[Task statement]:
In the listing below, copy the lines from the one containing "Point out the blue" through the end of the listing, character for character.

[Excerpts of pointing data]
────

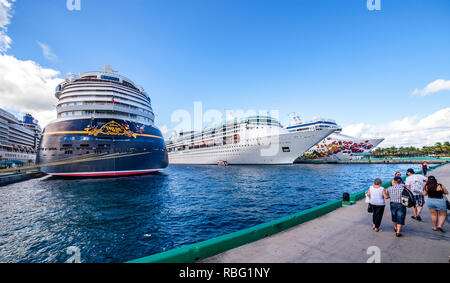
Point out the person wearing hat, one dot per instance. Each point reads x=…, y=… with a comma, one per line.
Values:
x=416, y=183
x=436, y=203
x=398, y=211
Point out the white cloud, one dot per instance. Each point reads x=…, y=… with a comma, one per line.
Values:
x=409, y=131
x=5, y=16
x=27, y=87
x=436, y=86
x=47, y=51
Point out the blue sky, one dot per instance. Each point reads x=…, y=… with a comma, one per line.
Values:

────

[Solution to this problem]:
Point out the blue sky, one dot per instance. Each point reads x=…, y=… with a comma, one per line.
Values:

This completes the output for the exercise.